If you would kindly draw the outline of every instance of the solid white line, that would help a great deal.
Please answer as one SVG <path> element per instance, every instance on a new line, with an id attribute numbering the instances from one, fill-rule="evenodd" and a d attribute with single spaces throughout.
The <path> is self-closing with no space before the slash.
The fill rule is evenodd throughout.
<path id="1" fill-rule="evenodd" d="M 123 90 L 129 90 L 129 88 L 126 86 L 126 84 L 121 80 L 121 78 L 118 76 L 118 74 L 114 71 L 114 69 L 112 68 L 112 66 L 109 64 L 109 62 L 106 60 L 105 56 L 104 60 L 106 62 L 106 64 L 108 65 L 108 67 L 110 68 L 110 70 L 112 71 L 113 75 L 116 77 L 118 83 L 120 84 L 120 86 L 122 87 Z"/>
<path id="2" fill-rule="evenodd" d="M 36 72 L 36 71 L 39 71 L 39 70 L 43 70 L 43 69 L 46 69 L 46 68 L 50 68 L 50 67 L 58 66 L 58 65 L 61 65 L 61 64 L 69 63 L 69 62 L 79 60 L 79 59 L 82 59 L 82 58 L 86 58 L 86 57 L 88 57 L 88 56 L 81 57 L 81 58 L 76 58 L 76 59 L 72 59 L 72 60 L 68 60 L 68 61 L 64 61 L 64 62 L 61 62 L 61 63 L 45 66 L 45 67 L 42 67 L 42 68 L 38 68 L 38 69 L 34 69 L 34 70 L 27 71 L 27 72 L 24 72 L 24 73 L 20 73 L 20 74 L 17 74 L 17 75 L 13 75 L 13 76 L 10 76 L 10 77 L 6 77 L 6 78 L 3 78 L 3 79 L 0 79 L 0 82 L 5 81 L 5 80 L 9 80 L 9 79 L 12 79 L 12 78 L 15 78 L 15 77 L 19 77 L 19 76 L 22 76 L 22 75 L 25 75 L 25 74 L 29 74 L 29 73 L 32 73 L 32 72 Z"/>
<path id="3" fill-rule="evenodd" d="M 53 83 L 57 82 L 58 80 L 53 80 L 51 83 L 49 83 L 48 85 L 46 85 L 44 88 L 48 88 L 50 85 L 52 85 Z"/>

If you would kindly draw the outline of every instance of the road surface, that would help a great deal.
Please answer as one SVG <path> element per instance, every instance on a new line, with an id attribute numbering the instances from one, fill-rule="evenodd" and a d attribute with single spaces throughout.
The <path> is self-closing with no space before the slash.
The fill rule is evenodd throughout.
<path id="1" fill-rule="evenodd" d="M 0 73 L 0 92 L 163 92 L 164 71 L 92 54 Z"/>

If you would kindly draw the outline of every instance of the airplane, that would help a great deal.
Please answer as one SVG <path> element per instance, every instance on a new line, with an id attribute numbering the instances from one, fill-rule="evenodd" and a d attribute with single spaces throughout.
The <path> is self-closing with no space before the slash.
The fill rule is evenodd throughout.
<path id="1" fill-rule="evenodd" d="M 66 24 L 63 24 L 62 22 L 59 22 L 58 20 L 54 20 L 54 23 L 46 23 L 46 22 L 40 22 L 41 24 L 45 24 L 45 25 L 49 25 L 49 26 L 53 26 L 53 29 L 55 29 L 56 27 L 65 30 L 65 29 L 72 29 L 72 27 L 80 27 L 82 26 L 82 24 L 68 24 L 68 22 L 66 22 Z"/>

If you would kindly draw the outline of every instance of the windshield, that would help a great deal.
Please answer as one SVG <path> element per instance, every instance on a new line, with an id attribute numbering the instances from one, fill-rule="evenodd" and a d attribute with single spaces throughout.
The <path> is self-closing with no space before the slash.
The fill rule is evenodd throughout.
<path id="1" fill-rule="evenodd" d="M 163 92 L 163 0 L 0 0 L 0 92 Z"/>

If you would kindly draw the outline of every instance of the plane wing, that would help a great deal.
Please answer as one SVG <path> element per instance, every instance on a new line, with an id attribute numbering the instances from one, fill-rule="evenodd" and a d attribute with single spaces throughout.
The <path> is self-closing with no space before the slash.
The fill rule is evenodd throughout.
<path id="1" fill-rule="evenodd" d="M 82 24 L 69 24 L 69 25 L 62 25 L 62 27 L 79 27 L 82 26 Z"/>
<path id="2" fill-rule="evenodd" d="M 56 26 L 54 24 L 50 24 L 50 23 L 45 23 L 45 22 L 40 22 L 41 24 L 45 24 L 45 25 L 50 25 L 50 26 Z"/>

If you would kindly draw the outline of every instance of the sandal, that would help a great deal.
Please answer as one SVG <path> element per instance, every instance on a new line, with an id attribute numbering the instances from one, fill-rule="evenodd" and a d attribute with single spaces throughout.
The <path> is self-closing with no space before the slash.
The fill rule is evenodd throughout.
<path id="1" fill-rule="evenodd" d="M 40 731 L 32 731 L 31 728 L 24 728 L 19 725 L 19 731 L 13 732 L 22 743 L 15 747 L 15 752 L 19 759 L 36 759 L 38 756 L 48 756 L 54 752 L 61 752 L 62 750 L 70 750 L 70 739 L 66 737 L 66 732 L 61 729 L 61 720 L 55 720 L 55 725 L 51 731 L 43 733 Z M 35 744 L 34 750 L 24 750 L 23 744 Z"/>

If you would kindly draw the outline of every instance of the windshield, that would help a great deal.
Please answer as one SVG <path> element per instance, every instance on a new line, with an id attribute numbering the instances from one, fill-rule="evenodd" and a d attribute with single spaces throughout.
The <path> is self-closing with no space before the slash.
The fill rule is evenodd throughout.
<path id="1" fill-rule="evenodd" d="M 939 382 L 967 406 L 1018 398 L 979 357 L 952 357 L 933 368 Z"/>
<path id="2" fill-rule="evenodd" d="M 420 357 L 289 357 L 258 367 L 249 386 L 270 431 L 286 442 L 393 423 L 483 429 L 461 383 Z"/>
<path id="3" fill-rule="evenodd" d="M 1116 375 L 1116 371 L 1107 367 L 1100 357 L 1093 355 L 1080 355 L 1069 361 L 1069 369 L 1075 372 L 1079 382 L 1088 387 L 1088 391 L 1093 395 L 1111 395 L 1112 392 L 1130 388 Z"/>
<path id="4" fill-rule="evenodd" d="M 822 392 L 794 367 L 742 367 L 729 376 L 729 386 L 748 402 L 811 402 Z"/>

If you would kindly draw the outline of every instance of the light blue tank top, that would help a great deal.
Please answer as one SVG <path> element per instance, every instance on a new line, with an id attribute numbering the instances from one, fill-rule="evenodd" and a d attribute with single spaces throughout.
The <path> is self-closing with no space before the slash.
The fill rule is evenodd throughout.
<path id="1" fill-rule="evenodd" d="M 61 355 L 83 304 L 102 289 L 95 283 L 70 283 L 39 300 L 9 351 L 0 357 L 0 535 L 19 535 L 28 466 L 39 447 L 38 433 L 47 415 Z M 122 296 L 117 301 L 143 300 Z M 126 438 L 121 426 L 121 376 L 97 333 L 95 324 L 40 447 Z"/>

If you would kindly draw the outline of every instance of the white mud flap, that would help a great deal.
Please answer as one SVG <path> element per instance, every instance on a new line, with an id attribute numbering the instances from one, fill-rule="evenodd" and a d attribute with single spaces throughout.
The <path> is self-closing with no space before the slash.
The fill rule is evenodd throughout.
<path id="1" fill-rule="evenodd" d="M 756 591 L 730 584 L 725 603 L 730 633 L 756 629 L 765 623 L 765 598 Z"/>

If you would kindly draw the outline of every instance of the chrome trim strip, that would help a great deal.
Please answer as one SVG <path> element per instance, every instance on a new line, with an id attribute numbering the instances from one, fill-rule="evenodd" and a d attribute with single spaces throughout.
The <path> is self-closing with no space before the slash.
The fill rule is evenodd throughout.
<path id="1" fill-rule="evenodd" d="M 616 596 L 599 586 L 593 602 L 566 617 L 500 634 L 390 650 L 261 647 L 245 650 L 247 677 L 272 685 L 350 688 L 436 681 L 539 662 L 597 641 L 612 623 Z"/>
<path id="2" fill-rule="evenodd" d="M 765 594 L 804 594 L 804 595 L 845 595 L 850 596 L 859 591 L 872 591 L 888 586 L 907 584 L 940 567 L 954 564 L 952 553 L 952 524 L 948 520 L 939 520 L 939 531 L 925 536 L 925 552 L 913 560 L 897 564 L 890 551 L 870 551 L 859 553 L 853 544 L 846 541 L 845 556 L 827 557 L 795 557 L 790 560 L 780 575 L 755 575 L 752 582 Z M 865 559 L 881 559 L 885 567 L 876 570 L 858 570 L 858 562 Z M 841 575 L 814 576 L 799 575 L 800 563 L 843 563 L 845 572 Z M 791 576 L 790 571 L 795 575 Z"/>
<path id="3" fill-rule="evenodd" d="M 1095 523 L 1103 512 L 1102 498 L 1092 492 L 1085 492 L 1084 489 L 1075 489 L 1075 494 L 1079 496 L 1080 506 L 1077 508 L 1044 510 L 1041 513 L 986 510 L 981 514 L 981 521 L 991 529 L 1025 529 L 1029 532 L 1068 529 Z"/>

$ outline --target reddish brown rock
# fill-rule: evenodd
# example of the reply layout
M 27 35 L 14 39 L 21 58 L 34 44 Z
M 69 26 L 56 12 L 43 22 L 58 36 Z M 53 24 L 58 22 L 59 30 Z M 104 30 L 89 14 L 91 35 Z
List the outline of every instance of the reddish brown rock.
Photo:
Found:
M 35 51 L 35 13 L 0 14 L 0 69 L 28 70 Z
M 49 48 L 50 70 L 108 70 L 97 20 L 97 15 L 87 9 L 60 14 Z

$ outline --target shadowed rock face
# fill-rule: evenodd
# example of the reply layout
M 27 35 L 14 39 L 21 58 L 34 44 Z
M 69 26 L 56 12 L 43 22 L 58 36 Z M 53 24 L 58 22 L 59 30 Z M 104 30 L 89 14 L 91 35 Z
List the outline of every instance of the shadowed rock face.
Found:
----
- [DO THIS]
Could you render everything from the line containing "wing, that would help a great deal." down to the line containing "40 731 L 32", both included, as a Markdown table with a Row column numbering each line and a Text column holding it, with blank lines left out?

- [EXERCISE RESULT]
| Row | Text |
|---|---|
| 1 | If you would kindly draw the outline of every instance of the plane wing, that would help a great deal. |
| 2 | Please answer as one SVG <path> element per instance, every instance on a new line, with an id attribute numbering the instances from one, fill-rule="evenodd" and a d attribute with single spaces throughout. |
| 3 | The <path> is self-closing with no space before the slash. |
| 4 | The fill rule is evenodd throughout. |
| 5 | <path id="1" fill-rule="evenodd" d="M 82 24 L 69 24 L 69 25 L 62 25 L 62 27 L 79 27 L 82 26 Z"/> |
| 6 | <path id="2" fill-rule="evenodd" d="M 56 26 L 54 24 L 50 24 L 50 23 L 45 23 L 45 22 L 40 22 L 41 24 L 45 24 L 45 25 L 50 25 L 50 26 Z"/> |
| 7 | If you would kindly draw the outline of every instance of the sandal, that would help a great deal. |
| 8 | Please answer as one SVG <path> element per instance, every instance on a new line, with an id attribute numbering the instances from one, fill-rule="evenodd" and a d attribute with single spaces throughout. |
| 9 | The <path> is self-closing with no space before the slash. |
| 10 | The fill rule is evenodd throughout. |
| 11 | <path id="1" fill-rule="evenodd" d="M 40 731 L 32 731 L 31 728 L 24 728 L 19 725 L 19 731 L 13 732 L 22 743 L 15 747 L 15 752 L 19 759 L 36 759 L 38 756 L 48 756 L 54 752 L 61 752 L 62 750 L 70 750 L 70 739 L 66 737 L 66 732 L 61 729 L 61 720 L 55 720 L 55 725 L 51 731 L 43 733 Z M 35 744 L 34 750 L 24 750 L 23 744 Z"/> |